WHAT YOU SHOULD DO: Print the listing as it stands, omitting all images.

┄┄┄┄┄┄

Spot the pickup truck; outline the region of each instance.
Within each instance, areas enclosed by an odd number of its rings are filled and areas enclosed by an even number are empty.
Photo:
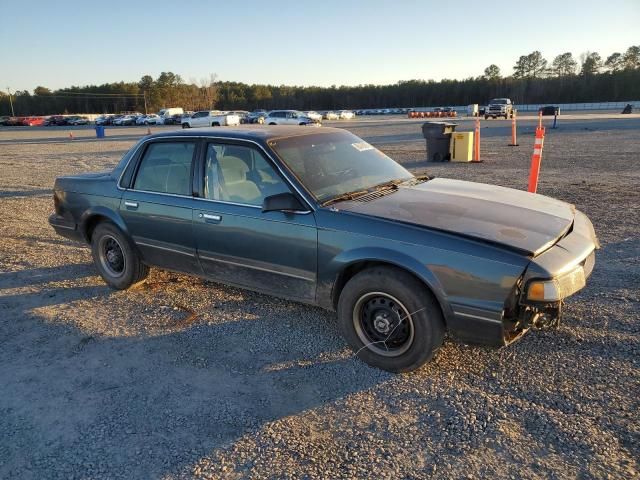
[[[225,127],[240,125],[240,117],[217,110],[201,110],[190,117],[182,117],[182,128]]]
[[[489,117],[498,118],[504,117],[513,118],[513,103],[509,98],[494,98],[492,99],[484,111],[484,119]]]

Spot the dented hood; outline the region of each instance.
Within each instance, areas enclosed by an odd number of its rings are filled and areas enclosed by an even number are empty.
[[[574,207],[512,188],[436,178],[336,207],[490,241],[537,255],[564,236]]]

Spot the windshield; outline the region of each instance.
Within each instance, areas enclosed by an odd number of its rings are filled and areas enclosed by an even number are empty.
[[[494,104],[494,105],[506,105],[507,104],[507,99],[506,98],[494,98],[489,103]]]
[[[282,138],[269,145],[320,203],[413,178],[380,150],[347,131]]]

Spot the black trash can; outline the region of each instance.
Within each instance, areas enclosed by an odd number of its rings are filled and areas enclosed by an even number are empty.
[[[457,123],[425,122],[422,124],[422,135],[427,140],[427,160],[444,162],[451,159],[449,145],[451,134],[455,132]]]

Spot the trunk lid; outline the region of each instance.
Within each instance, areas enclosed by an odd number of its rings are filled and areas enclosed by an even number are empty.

┄┄┄┄┄┄

YOUR SOLUTION:
Spot the pickup truck; outline the region of each instance.
Within each instance, areas enclosed by an odd number of its rings are filled and areas enclosed by an even number are empty.
Photo:
[[[225,127],[240,125],[240,117],[217,110],[201,110],[190,117],[182,117],[182,128]]]
[[[489,117],[498,118],[504,117],[513,118],[513,103],[509,98],[494,98],[492,99],[484,111],[484,119]]]

Spot the dented hood; outline the region of each instance.
Within each instance, areas enclosed by an odd number of its rings are filled and areas enclosed by an even number are empty.
[[[574,207],[512,188],[436,178],[336,207],[490,241],[537,255],[564,236]]]

Spot the windshield; outline the region of each instance.
Within each instance, areas enclosed by an odd number of its rings are filled and areas enclosed by an even number are empty.
[[[494,104],[494,105],[506,105],[507,104],[507,99],[506,98],[494,98],[489,103]]]
[[[282,138],[269,145],[320,203],[413,178],[380,150],[347,131]]]

Spot the black trash can; outline the region of each instance.
Within each instance, areas enclosed by an odd number of its rings are filled and areas enclosed by an even number are empty.
[[[457,123],[425,122],[422,124],[422,135],[427,140],[427,160],[444,162],[451,159],[449,145],[451,134],[455,132]]]

Spot the trunk lid; outline the region of each instance.
Within each instance, areas enclosed by an odd number of its rings are filled and areas enclosed by an even number are empty.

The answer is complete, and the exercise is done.